### YOUR GOAL
Please write out each entry that follows, keeping it exactly the same.
SUPPLIED RECORDS Start Marker
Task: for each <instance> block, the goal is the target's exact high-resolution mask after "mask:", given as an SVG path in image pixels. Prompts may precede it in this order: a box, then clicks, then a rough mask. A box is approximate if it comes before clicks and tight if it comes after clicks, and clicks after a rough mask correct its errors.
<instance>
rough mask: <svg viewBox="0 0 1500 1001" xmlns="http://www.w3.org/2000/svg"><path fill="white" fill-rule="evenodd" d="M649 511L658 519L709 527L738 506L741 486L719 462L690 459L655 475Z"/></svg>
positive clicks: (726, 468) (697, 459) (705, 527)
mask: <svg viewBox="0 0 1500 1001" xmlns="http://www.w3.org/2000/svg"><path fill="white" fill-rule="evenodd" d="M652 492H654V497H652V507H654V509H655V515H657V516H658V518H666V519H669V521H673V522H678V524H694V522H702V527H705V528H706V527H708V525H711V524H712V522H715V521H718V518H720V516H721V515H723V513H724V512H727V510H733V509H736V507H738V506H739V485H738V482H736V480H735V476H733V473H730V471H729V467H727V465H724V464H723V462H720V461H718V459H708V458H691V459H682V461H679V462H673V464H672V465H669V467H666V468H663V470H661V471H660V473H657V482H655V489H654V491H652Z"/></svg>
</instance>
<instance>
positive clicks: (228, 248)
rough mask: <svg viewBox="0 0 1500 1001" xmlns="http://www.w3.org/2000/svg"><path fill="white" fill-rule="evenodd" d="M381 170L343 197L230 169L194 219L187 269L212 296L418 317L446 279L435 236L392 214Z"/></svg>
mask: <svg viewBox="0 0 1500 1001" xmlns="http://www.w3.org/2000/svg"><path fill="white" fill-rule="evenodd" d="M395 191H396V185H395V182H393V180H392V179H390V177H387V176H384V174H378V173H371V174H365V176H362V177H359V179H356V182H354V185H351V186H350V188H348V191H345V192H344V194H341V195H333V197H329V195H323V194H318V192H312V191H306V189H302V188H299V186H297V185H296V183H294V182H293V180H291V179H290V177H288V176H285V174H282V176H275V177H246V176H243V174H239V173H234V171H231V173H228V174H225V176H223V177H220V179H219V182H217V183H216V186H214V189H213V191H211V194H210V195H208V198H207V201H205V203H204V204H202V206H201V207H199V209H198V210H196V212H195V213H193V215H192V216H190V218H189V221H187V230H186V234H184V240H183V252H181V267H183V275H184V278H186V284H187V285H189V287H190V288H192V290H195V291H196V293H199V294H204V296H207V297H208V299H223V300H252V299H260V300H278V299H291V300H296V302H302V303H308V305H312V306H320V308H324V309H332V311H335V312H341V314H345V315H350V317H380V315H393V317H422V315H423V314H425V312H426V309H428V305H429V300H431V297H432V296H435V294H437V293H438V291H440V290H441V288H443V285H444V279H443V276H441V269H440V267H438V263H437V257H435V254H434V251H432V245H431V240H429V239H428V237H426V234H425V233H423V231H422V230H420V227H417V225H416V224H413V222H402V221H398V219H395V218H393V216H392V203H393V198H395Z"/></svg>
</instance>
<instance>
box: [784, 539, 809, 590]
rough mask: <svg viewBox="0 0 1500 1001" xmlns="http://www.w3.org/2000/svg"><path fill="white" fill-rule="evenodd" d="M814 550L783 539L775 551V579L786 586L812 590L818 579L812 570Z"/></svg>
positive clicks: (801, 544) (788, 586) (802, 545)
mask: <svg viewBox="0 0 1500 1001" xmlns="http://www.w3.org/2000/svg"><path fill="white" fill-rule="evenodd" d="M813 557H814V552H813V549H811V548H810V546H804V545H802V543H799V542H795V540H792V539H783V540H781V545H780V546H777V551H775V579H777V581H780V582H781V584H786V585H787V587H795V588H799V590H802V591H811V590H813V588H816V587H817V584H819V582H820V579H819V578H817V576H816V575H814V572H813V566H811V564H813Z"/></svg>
SUPPLIED RECORDS End Marker
### EXERCISE SOLUTION
Task: for each <instance> block, the goal is the target's exact high-resolution mask after "mask:", given as an SVG path in image pixels. Prompts may precede it in this order: a box, then clicks, then a rough mask. A box is approximate if it comes before clicks and tight if it comes after clicks, and clicks after a rough mask correct its errors.
<instance>
rough mask: <svg viewBox="0 0 1500 1001" xmlns="http://www.w3.org/2000/svg"><path fill="white" fill-rule="evenodd" d="M649 511L658 519L709 527L738 506L741 486L719 462L690 459L655 475Z"/></svg>
positive clicks: (726, 468) (697, 459) (705, 527)
mask: <svg viewBox="0 0 1500 1001" xmlns="http://www.w3.org/2000/svg"><path fill="white" fill-rule="evenodd" d="M652 492H654V497H652V507H654V509H655V515H657V516H658V518H666V519H669V521H673V522H678V524H694V522H702V527H705V528H706V527H708V525H711V524H712V522H715V521H718V518H720V516H721V515H723V513H724V512H727V510H733V509H736V507H738V506H739V485H738V482H736V480H735V476H733V473H730V471H729V467H727V465H724V464H723V462H720V461H718V459H708V458H691V459H682V461H679V462H673V464H672V465H669V467H666V468H663V470H661V471H660V473H657V482H655V489H654V491H652Z"/></svg>
</instance>
<instance>
positive clicks: (228, 248)
rough mask: <svg viewBox="0 0 1500 1001" xmlns="http://www.w3.org/2000/svg"><path fill="white" fill-rule="evenodd" d="M381 170L343 197L230 169L194 219L187 269L212 296L418 317L446 279L435 236L392 214Z"/></svg>
mask: <svg viewBox="0 0 1500 1001" xmlns="http://www.w3.org/2000/svg"><path fill="white" fill-rule="evenodd" d="M395 191H396V185H395V182H393V180H392V179H390V177H387V176H384V174H378V173H371V174H365V176H362V177H359V179H356V182H354V185H351V186H350V188H348V191H345V192H344V194H341V195H333V197H329V195H323V194H318V192H312V191H306V189H302V188H299V186H297V185H296V183H294V182H293V180H291V179H290V177H288V176H285V174H282V176H275V177H246V176H243V174H239V173H234V171H231V173H228V174H225V176H223V177H220V179H219V182H217V183H216V186H214V189H213V191H211V194H210V195H208V198H207V201H205V203H204V204H202V206H201V207H199V209H198V210H196V212H195V213H193V215H192V216H190V218H189V221H187V230H186V234H184V240H183V252H181V267H183V275H184V278H186V284H187V285H189V287H190V288H192V290H195V291H196V293H199V294H204V296H207V297H208V299H223V300H252V299H260V300H278V299H291V300H296V302H302V303H308V305H312V306H320V308H324V309H332V311H335V312H341V314H345V315H350V317H380V315H393V317H422V315H423V314H425V312H426V309H428V305H429V300H431V297H432V296H435V294H437V293H438V291H440V290H441V288H443V285H444V279H443V276H441V269H440V267H438V263H437V257H435V254H434V251H432V245H431V240H429V239H428V237H426V234H425V233H423V231H422V230H420V227H417V225H416V224H413V222H402V221H398V219H395V218H393V216H392V203H393V198H395Z"/></svg>
</instance>
<instance>
box: [784, 539, 809, 590]
rough mask: <svg viewBox="0 0 1500 1001" xmlns="http://www.w3.org/2000/svg"><path fill="white" fill-rule="evenodd" d="M814 550L783 539L775 551V579L786 586L812 590L818 579L812 570Z"/></svg>
positive clicks: (801, 544) (788, 586) (802, 545)
mask: <svg viewBox="0 0 1500 1001" xmlns="http://www.w3.org/2000/svg"><path fill="white" fill-rule="evenodd" d="M813 557H814V552H813V549H811V548H810V546H804V545H802V543H799V542H795V540H792V539H783V540H781V545H780V546H777V551H775V579H777V581H780V582H781V584H786V585H787V587H795V588H799V590H802V591H811V590H813V588H816V587H817V584H819V582H820V579H819V578H817V576H816V575H814V572H813V566H811V564H813Z"/></svg>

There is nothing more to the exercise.